[Point notes for photos]

■ ■ ■ ■

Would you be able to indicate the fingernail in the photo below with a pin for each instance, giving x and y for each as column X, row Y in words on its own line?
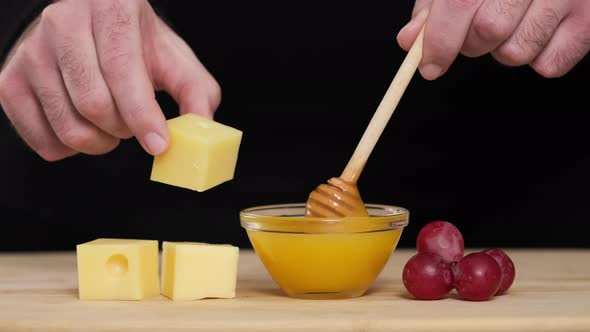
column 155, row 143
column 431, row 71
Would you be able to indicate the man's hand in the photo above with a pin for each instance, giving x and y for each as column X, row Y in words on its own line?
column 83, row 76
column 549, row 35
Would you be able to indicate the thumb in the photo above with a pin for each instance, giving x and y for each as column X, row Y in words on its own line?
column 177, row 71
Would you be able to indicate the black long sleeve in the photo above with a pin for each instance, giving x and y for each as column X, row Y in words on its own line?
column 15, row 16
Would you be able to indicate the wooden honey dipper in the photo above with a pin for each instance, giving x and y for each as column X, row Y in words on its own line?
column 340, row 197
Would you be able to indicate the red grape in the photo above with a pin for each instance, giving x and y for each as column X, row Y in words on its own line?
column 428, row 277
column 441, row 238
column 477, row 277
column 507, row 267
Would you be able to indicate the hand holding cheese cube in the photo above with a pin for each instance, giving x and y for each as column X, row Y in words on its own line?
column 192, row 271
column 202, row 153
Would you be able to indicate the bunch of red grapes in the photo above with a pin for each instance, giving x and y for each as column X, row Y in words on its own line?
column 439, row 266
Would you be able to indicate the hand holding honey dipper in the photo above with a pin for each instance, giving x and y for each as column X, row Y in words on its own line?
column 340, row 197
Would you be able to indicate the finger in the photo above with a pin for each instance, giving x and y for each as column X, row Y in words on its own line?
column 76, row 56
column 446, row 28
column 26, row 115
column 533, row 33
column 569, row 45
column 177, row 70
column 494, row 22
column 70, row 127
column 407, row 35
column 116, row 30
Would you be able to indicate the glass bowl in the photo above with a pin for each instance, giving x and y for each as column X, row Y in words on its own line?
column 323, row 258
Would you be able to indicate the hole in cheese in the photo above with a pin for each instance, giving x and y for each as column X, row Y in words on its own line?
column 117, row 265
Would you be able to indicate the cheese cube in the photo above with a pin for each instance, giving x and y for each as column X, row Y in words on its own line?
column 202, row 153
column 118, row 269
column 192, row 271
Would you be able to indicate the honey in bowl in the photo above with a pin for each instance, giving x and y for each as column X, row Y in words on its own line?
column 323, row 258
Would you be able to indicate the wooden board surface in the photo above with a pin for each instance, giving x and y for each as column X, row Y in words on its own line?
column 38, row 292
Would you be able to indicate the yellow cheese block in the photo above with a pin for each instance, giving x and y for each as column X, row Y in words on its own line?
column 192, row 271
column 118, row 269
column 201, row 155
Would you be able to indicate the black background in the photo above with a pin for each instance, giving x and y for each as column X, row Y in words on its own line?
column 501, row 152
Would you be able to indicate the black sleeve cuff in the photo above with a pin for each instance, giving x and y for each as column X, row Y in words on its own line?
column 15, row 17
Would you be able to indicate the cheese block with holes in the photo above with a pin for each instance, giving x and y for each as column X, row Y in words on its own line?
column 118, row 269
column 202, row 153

■ ■ ■ ■

**Instructions to follow**: Copy out every one of the items above word for word, including each line of points. Skip the pictures.

**Finished answer**:
Would you be able to indicate the fingernail in the photo below with a pin for each instance, giving x and y for each as column X, row Y in words on its own line?
column 155, row 143
column 431, row 71
Would you be able to indicate the man's hand in the photo above with a pin for each instance, giving x and y for each as column X, row Y in words on its own line?
column 83, row 76
column 549, row 35
Would you be able to indicate the thumb in the photo above with a pin for each instance, giving x and y for each as column X, row Y in words on its own line?
column 177, row 71
Would you be able to indicate the black long sleeve in the photo above with a pin for each instance, giving x and y for each as column X, row Y in words on its own line?
column 15, row 16
Would you be able to indicate the wooden honey dipper in the photo above with a pin for each instance, giving x and y for each as column X, row Y in words on its own line?
column 340, row 197
Would you be able to indicate the red grape in the photo above with a pin for each instance, giving x and y for each as column X, row Y in words on its own line?
column 428, row 277
column 441, row 238
column 477, row 277
column 507, row 267
Would you be able to indicate the hand holding cheese cube in the photo above with a pin for each instance, giving x and y for each as column X, row Y in words on its own line?
column 192, row 271
column 202, row 153
Would you be able to indicate the bunch of red grapes in the photo above with a pin for each instance, giving x and y for each as column X, row Y in words on its own line?
column 439, row 266
Would you be able to indicate the hand holding honey dipper in the photo above with a pin for each instance, giving x and y for each as column X, row Y in words on its own line?
column 340, row 197
Would you be able to indicate the finger in the photo above with a pin for each instance, giving x and y for each as column X, row Y in words on its own line?
column 76, row 56
column 446, row 28
column 26, row 115
column 533, row 33
column 569, row 45
column 177, row 70
column 494, row 22
column 70, row 127
column 407, row 35
column 116, row 30
Would you be able to indicate the glass bowl in the photo above with a pin for each instance, giving x and y for each as column X, row Y in words on its own line?
column 323, row 258
Would you be able to indicate the hole in cheese in the photo above with a pin for each instance, giving x and y for each as column X, row Y in words on its own line?
column 117, row 265
Would you be able to indicate the cheese cube in the photo above with a pin for each instance, giving x and y for each as column X, row Y in words on its own line?
column 202, row 153
column 118, row 269
column 192, row 271
Would you be able to indicate the honey in bowl in the photo above with a pin for each instance, giving x and y for each as column X, row Y in words on its own line?
column 323, row 258
Would you be able to indicate the wooden board surface in the photo above with a pin for each instance, giving x and y for each as column X, row Y in words on its own line?
column 38, row 292
Would you be able to indicate the yellow cheese block in the photo above with a pin for each instance, giving x and y for each as column X, row Y in words on its own line?
column 192, row 271
column 118, row 269
column 201, row 155
Would you be able to indicate the black background in the photo above with a pin for each instance, giving x and y for each as column X, row Y in words on its own line?
column 501, row 152
Would you be able to indicate the black sleeve cuff in the photo above with a pin for each instance, giving x and y for each as column X, row Y in words on its own line?
column 15, row 17
Would you be able to indicate the cheese block with holes in the photo above with a pin for each instance, giving x and y for each as column X, row Y in words on its own line?
column 118, row 269
column 202, row 153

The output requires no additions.